>> START EXTRACT TO READ

Spirit of the Living God, fall fresh on me.

We sing these words.  We pray these words.  But do we really mean these words?  Of course we want God to bless us.  Of course we want God to heal us and our loved ones.  Of course we want God to take care of us.  But do we really want God to mold us, to make us, to fill us and to use us?

To understand exactly what this means, God sends Jeremiah to the potter’s house… a place in the Hinnom valley outside the city walls, a valley that would later be called Gehenna which would become a metaphor for a place of eternal punishment.  It was a valley filled with he fire and smoke of industrial work including pottery, but it was also a place known for the devouring fires of child sacrifice (called Topheth in 2 Kings 23 and Jeremiah 7 and 19).  We can imagine Jeremiah walking down the steep hill beyond the city gate into this valley of black smoke and fire, stepping carefully through piles of clay, heaps of broken potsherds and filthy hard working people like we might imagine in the industrial era sweatshops of the early 20th century.

>> END EXTRACT TO READ
>> START DATA IN THIS EXERCISE

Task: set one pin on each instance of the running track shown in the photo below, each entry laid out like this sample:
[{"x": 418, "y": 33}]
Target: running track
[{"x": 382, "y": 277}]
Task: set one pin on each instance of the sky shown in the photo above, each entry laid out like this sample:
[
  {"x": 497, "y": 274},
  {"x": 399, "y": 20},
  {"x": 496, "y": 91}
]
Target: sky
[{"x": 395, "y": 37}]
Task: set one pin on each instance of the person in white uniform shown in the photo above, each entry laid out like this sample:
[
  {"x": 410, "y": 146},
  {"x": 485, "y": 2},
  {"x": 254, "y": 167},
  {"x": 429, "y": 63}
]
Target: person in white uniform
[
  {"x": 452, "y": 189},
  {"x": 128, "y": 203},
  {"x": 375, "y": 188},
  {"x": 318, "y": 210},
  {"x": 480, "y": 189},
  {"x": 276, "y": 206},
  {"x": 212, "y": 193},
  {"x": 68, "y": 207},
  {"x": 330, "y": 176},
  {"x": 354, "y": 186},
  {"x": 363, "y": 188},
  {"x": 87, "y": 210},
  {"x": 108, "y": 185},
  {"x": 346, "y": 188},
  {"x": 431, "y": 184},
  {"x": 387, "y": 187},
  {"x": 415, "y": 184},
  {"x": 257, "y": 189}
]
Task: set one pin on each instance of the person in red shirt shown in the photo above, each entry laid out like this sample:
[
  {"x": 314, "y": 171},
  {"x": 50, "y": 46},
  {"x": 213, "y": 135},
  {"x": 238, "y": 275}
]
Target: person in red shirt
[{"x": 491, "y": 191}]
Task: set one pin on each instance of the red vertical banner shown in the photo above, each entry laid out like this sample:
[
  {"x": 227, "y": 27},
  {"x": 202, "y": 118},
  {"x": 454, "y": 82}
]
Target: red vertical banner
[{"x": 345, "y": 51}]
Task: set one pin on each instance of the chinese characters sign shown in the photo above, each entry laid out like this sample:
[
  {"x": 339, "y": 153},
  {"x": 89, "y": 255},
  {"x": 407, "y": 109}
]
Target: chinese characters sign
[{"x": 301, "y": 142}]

>> END DATA IN THIS EXERCISE

**DIRECTIONS:**
1. Using the sermon excerpt, decide whether each statement agrees with it. (a) The potter's house stood inside the city walls. (b) The valley where Jeremiah is sent would later be called Gehenna. (c) The sermon excerpt likens the workers to industrial era sweatshops of the early 19th century. For each, answer yes or no and quote the deciding words.
2. Retype the part of the rows that begins with the line containing "Task: set one pin on each instance of the chinese" and continues through the final row. Include both ends.

**RESULTS FOR EACH TASK:**
1.
(a) No: "a place in the Hinnom valley outside the city walls"
(b) Yes: "a valley that would later be called Gehenna"
(c) No: "industrial era sweatshops of the early 20th century"

2.
Task: set one pin on each instance of the chinese characters sign shown in the photo above, each entry laid out like this sample:
[
  {"x": 339, "y": 153},
  {"x": 89, "y": 255},
  {"x": 407, "y": 109}
]
Target: chinese characters sign
[{"x": 301, "y": 142}]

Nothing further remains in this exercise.